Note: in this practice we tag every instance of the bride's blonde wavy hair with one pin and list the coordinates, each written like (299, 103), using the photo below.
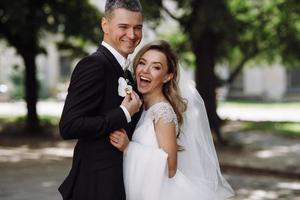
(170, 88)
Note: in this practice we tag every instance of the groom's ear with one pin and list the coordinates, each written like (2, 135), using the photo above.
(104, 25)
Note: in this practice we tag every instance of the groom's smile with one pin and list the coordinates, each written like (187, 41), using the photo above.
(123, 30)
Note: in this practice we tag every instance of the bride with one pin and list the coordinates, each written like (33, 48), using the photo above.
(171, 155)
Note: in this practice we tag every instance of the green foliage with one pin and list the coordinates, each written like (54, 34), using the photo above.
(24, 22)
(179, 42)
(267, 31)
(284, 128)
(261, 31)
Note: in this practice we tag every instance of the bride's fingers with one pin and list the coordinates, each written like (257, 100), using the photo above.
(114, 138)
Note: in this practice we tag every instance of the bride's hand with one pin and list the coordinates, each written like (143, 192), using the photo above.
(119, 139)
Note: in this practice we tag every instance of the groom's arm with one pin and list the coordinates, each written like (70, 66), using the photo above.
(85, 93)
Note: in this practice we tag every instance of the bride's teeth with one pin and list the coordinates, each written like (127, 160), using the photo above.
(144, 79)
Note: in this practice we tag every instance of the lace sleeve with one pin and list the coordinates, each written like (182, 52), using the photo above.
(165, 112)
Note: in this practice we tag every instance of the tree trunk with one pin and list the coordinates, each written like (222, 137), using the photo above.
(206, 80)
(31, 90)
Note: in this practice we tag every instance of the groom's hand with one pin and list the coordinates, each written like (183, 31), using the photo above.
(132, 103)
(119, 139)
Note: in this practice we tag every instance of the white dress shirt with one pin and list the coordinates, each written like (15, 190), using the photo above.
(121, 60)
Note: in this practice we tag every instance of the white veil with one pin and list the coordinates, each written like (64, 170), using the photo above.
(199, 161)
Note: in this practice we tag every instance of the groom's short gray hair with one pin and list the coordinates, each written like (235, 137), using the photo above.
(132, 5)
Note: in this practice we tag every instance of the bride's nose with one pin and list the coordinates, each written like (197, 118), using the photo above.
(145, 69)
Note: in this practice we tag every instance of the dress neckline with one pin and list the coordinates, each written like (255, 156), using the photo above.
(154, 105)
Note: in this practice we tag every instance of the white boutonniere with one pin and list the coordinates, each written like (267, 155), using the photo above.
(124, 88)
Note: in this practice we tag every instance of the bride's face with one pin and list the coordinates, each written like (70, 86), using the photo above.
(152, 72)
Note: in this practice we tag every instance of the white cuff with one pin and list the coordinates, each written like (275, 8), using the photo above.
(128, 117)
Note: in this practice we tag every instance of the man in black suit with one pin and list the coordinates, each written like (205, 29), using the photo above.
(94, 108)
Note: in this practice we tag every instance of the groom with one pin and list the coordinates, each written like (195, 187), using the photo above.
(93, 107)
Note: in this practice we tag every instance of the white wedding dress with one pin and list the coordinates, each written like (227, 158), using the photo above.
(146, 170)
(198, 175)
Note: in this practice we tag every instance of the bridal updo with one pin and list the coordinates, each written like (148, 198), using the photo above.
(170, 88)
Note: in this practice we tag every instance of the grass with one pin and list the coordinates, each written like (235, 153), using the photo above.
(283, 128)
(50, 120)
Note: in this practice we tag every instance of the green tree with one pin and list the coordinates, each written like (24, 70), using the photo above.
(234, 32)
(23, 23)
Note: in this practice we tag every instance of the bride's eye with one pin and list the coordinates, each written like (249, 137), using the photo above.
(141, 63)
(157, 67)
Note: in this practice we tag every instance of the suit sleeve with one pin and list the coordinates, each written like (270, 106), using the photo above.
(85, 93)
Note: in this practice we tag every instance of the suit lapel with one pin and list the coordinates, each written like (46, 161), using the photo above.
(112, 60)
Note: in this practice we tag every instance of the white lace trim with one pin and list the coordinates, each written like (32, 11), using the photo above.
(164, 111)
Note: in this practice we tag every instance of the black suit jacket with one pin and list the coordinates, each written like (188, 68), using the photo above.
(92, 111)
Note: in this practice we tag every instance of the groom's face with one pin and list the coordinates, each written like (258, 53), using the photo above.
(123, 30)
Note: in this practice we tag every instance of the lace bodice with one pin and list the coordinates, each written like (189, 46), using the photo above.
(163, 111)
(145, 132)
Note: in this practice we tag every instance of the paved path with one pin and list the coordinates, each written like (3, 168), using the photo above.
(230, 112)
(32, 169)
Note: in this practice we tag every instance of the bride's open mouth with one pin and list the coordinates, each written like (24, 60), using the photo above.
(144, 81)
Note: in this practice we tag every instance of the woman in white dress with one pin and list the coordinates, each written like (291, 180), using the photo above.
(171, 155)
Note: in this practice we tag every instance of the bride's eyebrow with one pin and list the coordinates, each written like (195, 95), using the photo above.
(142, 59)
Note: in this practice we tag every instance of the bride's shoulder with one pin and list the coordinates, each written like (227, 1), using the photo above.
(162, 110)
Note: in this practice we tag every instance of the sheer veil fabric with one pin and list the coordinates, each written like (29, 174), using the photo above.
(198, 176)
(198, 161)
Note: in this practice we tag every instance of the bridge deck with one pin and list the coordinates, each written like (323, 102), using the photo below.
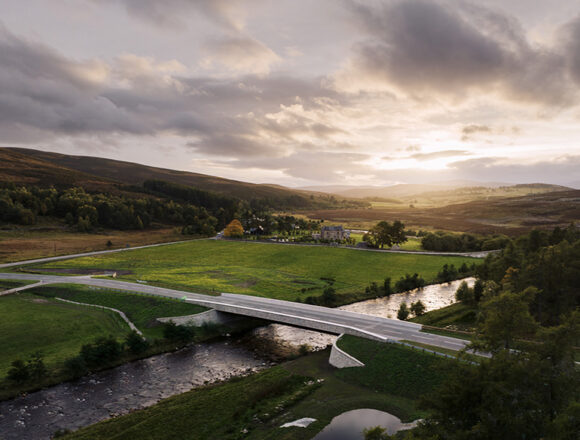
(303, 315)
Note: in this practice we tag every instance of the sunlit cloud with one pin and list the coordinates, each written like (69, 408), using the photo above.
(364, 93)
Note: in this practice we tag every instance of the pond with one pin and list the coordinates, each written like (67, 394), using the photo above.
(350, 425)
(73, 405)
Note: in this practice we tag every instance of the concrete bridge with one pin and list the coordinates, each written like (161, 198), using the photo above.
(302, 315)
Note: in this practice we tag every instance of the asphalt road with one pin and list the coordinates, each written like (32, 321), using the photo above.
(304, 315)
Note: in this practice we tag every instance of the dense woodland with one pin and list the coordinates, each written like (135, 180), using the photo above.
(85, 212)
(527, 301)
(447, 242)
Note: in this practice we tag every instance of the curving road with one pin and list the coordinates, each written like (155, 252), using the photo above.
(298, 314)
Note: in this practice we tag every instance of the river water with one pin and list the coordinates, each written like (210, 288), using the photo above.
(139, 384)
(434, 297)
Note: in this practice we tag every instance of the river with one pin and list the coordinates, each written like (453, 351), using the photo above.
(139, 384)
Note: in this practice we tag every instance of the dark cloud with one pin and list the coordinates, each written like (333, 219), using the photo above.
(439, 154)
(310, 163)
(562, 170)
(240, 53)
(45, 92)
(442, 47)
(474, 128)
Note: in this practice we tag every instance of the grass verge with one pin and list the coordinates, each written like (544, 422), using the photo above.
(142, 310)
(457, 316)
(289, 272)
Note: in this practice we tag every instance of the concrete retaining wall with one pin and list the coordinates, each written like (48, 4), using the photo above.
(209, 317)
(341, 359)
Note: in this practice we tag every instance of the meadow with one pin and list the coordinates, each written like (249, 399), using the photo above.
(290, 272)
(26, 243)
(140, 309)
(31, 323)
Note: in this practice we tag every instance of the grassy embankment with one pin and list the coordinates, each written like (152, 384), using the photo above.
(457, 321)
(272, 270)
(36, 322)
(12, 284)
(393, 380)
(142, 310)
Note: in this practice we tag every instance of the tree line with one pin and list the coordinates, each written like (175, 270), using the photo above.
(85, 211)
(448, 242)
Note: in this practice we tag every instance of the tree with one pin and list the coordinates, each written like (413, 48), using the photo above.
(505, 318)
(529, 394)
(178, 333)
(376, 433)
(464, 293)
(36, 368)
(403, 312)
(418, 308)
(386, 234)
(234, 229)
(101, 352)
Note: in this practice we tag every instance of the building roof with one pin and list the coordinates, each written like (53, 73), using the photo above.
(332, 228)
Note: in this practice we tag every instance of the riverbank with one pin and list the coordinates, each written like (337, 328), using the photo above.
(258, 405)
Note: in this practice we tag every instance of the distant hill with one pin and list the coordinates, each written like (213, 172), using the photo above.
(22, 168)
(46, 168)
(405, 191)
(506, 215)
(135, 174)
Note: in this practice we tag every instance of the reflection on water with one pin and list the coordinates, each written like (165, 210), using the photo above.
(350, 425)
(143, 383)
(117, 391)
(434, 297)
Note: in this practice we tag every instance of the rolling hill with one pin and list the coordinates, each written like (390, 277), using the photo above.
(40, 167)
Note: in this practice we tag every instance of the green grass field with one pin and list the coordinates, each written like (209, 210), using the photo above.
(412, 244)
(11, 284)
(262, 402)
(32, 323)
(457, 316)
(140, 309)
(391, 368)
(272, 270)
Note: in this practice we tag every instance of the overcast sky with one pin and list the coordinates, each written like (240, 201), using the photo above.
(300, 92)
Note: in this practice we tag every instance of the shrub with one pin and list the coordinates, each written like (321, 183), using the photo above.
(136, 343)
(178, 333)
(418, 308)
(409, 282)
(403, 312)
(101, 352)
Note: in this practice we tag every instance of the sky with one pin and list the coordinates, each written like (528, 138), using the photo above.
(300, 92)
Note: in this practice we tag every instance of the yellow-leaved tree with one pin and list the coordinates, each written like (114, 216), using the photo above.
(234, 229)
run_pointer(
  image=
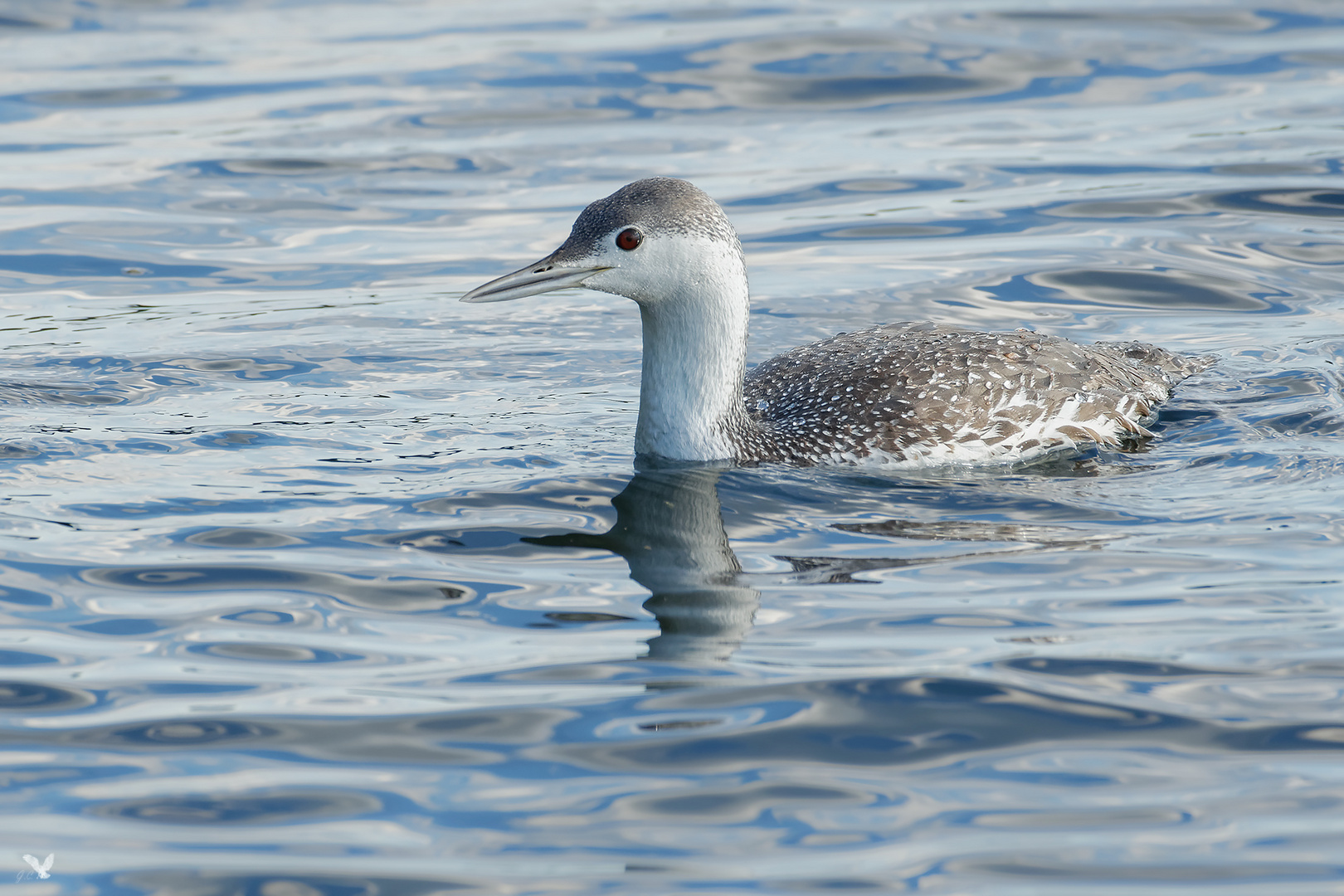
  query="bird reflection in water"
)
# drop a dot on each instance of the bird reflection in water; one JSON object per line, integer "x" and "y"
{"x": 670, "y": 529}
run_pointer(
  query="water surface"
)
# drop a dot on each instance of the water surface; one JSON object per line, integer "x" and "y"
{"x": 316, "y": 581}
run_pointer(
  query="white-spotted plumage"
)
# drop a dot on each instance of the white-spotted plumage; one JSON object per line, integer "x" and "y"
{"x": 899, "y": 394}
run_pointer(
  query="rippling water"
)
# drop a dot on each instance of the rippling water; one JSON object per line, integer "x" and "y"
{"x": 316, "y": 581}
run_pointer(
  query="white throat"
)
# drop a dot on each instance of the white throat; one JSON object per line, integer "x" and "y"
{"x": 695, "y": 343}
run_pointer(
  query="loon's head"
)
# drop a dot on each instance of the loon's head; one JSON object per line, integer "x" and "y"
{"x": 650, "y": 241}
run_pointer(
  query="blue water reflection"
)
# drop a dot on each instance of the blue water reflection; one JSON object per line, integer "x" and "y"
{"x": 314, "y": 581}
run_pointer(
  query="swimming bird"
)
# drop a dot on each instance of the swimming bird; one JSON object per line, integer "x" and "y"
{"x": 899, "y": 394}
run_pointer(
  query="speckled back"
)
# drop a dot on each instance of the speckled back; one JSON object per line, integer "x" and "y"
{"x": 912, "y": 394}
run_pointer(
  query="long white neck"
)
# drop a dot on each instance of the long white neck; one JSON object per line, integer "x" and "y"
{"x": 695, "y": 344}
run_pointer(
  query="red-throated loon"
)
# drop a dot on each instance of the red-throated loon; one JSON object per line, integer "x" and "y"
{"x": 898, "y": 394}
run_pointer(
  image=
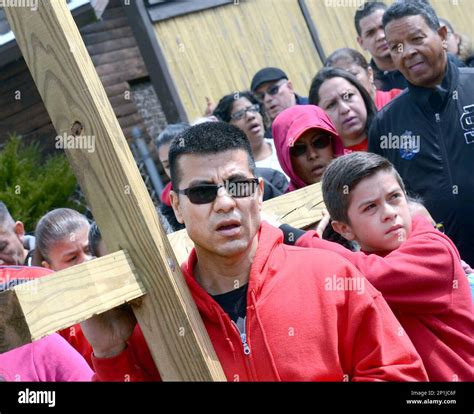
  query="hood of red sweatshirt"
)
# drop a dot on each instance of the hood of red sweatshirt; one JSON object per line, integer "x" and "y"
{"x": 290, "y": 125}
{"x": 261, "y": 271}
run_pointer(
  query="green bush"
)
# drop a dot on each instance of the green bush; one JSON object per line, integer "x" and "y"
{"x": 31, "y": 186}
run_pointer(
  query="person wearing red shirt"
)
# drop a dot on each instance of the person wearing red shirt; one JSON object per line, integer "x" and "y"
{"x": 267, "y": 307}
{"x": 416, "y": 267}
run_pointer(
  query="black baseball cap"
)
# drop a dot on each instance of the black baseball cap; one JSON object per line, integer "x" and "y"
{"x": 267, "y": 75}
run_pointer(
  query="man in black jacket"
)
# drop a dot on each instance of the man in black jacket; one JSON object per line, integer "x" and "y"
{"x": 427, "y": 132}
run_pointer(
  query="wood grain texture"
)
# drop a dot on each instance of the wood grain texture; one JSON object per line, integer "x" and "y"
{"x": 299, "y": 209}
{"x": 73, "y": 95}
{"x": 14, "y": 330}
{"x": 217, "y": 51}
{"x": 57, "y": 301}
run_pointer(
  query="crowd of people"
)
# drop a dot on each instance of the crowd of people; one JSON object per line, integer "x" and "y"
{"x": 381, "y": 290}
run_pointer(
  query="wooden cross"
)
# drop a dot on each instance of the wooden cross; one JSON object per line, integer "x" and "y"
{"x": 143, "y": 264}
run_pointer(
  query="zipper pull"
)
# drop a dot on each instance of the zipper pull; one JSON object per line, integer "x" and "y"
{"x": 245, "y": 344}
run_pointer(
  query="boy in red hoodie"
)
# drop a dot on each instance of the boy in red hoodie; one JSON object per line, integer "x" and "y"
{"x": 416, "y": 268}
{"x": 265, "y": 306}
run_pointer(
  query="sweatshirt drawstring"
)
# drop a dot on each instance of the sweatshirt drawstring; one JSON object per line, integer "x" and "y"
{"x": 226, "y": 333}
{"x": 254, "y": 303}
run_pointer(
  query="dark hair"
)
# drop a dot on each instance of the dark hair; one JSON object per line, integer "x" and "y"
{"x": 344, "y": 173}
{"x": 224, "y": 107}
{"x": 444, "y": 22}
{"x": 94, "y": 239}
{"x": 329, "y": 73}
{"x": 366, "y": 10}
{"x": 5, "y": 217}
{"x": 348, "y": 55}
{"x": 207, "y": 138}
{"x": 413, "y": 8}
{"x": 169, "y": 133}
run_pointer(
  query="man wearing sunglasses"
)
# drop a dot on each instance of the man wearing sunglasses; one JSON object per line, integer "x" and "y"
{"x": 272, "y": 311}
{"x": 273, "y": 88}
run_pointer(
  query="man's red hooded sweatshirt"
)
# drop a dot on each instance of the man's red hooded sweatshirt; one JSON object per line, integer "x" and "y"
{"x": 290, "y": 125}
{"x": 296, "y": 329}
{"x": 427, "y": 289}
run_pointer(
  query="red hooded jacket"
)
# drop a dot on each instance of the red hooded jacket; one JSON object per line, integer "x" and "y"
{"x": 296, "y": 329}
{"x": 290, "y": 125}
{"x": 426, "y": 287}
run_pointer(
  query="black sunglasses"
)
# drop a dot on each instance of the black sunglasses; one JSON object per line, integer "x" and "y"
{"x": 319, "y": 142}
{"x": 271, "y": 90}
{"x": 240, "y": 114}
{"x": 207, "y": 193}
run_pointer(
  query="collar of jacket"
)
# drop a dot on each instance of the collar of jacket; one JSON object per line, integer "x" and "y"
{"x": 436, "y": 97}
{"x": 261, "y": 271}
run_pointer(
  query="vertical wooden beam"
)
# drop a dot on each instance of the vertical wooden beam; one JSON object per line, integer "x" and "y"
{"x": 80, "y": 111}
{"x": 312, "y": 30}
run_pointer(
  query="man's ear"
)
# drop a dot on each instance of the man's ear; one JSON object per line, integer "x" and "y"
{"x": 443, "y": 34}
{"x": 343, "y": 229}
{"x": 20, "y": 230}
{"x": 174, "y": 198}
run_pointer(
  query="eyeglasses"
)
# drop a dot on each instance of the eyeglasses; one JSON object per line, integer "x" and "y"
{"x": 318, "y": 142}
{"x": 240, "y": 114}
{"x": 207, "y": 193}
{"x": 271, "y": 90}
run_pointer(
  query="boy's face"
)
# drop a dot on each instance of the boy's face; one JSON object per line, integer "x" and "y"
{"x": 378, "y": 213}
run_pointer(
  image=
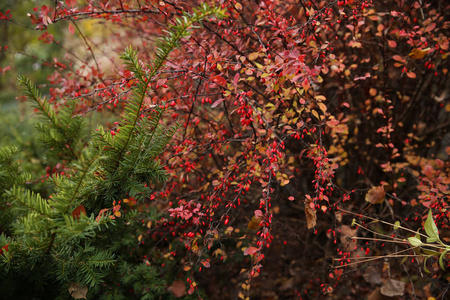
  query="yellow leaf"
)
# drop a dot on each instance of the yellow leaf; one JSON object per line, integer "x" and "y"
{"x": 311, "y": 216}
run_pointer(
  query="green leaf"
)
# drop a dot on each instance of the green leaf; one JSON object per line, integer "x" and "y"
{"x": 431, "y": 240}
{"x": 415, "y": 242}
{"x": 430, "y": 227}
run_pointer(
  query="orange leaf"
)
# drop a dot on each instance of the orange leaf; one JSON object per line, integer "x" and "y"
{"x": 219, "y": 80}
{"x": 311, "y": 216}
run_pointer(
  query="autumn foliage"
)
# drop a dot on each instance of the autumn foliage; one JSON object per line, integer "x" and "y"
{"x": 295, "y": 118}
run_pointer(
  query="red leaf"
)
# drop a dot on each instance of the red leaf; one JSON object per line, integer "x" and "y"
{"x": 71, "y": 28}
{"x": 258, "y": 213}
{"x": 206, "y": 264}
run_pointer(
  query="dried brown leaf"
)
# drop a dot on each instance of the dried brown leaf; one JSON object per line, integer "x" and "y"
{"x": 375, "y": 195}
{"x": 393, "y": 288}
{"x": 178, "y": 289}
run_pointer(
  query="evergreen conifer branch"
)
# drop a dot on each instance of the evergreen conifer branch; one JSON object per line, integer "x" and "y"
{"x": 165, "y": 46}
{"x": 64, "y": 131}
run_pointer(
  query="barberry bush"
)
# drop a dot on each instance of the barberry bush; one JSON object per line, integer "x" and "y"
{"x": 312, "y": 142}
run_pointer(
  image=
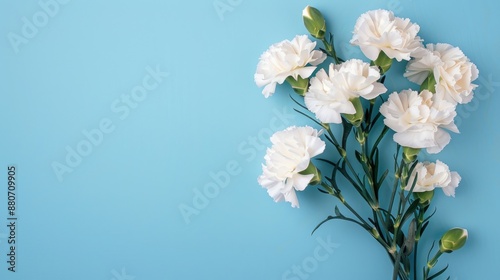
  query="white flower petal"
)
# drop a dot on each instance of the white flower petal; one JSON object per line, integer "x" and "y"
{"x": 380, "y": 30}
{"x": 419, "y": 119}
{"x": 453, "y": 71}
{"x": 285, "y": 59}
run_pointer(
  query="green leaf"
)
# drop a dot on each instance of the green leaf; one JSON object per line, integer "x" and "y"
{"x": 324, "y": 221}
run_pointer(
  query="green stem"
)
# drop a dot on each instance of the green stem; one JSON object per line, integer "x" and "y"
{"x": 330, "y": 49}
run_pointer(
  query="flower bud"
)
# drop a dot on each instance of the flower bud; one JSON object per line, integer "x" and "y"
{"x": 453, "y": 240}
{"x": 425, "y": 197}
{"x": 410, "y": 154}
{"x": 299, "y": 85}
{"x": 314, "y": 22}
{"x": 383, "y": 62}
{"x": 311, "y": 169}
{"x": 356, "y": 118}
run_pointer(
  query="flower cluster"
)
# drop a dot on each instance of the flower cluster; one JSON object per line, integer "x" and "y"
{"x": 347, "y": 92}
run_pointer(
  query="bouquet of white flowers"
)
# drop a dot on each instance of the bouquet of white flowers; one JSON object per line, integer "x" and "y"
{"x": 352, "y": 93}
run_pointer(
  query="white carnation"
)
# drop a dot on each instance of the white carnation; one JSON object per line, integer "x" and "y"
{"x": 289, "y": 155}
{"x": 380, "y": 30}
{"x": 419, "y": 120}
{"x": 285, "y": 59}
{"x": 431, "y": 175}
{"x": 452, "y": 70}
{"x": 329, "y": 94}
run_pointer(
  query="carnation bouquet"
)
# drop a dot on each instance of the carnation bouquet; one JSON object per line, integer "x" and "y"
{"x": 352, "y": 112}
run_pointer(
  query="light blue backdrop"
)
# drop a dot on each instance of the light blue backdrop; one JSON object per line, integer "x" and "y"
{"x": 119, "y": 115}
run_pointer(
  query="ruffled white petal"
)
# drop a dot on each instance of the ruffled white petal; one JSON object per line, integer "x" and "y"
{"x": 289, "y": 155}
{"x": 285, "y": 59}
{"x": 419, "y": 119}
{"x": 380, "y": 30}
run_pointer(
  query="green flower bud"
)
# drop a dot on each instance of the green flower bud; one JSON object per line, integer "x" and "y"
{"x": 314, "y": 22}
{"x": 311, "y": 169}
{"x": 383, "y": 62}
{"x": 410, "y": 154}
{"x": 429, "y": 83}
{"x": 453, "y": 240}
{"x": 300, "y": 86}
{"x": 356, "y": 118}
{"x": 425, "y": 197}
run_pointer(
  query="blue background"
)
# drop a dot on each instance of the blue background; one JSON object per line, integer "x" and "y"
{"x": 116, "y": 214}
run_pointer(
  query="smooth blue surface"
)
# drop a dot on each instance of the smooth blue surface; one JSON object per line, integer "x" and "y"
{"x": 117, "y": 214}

══════

TASK DESCRIPTION: Copy out the lines starting at the one containing "# drop a dot on each instance of the green flower" and ending with the last line of the entries. Include nothing else.

EXERCISE ANSWER:
# drop a dot on each instance of the green flower bud; one JSON object per line, integer "x" and "y"
{"x": 314, "y": 22}
{"x": 311, "y": 169}
{"x": 383, "y": 62}
{"x": 410, "y": 154}
{"x": 429, "y": 83}
{"x": 453, "y": 240}
{"x": 300, "y": 86}
{"x": 356, "y": 118}
{"x": 425, "y": 197}
run_pointer(
  query="blue background"
)
# drop a dot on each instance of the blue background; one JSON object per line, integer "x" and "y"
{"x": 116, "y": 214}
run_pointer(
  query="smooth blue surface"
)
# drop a dot on each instance of the smooth blue surface; one JSON object per line, integer "x" and "y"
{"x": 117, "y": 214}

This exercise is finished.